Reproduce every one of the following lines of data without any alteration.

## Lines of data
•••

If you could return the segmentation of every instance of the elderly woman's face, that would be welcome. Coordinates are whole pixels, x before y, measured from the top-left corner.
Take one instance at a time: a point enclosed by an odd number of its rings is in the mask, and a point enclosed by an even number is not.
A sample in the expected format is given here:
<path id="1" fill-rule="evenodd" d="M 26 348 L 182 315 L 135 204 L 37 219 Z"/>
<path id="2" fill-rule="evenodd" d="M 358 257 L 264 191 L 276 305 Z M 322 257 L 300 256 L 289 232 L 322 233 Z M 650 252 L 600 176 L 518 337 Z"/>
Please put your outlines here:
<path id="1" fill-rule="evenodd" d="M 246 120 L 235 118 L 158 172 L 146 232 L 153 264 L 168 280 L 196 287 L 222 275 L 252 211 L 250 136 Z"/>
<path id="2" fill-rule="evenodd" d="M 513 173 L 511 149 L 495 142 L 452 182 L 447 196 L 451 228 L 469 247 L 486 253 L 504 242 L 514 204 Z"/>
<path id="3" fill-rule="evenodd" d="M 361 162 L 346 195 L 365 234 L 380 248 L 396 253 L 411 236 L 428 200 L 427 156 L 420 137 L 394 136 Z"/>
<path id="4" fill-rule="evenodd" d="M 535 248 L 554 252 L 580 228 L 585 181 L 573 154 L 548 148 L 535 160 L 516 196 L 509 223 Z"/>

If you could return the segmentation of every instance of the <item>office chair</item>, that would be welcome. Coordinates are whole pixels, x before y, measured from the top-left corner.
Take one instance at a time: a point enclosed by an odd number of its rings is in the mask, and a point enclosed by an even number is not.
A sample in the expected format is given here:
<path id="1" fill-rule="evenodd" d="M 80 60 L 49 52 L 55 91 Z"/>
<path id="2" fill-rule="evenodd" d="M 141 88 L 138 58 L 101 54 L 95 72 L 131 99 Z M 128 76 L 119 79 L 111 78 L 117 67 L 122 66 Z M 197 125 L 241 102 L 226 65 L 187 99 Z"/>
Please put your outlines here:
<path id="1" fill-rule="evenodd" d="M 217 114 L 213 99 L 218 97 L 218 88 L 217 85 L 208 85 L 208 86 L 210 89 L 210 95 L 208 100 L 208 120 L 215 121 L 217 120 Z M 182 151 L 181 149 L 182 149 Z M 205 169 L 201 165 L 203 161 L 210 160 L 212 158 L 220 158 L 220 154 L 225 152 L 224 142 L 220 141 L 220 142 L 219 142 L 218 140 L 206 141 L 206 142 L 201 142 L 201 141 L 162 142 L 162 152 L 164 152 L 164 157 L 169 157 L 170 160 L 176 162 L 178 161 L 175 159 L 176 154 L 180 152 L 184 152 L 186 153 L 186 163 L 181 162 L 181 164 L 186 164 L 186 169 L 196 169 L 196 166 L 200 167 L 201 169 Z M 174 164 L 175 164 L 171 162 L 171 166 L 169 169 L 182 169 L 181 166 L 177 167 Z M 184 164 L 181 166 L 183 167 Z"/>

•••

## The solution
If you could return the segmentation of every instance of the elderly woman's face, that would be welcome. Coordinates are whole pixels, x before y, measured from the top-left corner.
Take one instance at a time: a point enclosed by an odd number of its rings is in the mask, and a point enclosed by an even number is not.
A sample in the expected format is given here:
<path id="1" fill-rule="evenodd" d="M 26 348 L 182 315 L 135 204 L 37 219 Z"/>
<path id="2" fill-rule="evenodd" d="M 358 257 L 264 191 L 276 305 Z M 322 257 L 300 256 L 289 232 L 322 233 Z M 650 252 L 600 176 L 518 337 Z"/>
Please put your outlines here:
<path id="1" fill-rule="evenodd" d="M 246 120 L 235 118 L 158 172 L 146 232 L 153 264 L 168 280 L 196 287 L 222 275 L 252 211 L 250 136 Z"/>
<path id="2" fill-rule="evenodd" d="M 513 173 L 511 149 L 495 142 L 452 182 L 447 196 L 451 228 L 469 247 L 486 253 L 504 242 L 514 204 Z"/>
<path id="3" fill-rule="evenodd" d="M 361 162 L 346 195 L 365 234 L 380 248 L 396 253 L 411 236 L 428 200 L 427 156 L 420 137 L 394 136 Z"/>
<path id="4" fill-rule="evenodd" d="M 535 248 L 554 252 L 580 228 L 585 181 L 573 154 L 548 148 L 535 160 L 516 196 L 509 223 Z"/>

If you could return the segmentation of every instance of the <item>office chair</item>, that would be welcome. Coordinates are whole pixels, x before y, measured from the top-left corner.
Take one instance at a time: a point enclosed by an odd number of its rings is in the mask, and a point enclosed by an even number is not.
A sample in the expected format is given here:
<path id="1" fill-rule="evenodd" d="M 80 60 L 49 52 L 55 91 Z"/>
<path id="2" fill-rule="evenodd" d="M 141 88 L 138 58 L 101 54 L 95 72 L 131 99 Z M 128 76 L 119 79 L 111 78 L 117 67 L 122 66 Z M 197 125 L 241 102 L 226 65 L 187 99 Z"/>
Please put your outlines here:
<path id="1" fill-rule="evenodd" d="M 217 114 L 213 99 L 218 97 L 218 88 L 217 85 L 208 85 L 208 86 L 210 89 L 210 95 L 208 100 L 208 120 L 215 121 L 217 120 Z M 182 151 L 181 149 L 182 149 Z M 205 169 L 201 165 L 203 161 L 210 160 L 212 158 L 220 158 L 220 154 L 225 152 L 224 142 L 220 141 L 220 142 L 219 142 L 218 140 L 206 141 L 206 142 L 201 142 L 201 141 L 162 142 L 162 152 L 164 152 L 164 157 L 169 157 L 170 160 L 176 162 L 178 161 L 175 159 L 176 154 L 180 152 L 184 152 L 186 153 L 186 163 L 181 162 L 181 164 L 186 164 L 186 169 L 196 169 L 196 166 L 200 167 L 201 169 Z M 174 164 L 175 164 L 171 162 L 171 166 L 169 169 L 182 169 L 181 166 L 177 167 Z M 184 164 L 181 166 L 183 167 Z"/>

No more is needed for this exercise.